WRITTEN EXERCISE —
Can you copy every line of the material below word for word, leaving out the pictures?

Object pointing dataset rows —
%%
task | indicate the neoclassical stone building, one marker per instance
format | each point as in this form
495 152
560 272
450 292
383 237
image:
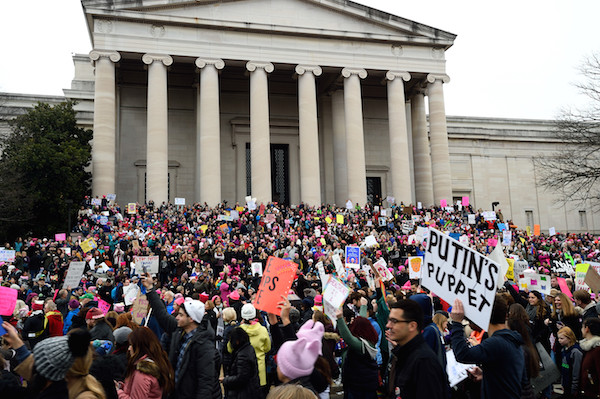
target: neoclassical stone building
293 101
%%
REPLY —
task | indicate the neoclassical stone building, one marker per instance
format | each point as in this form
495 152
560 272
450 292
383 237
image:
target: neoclassical stone building
293 101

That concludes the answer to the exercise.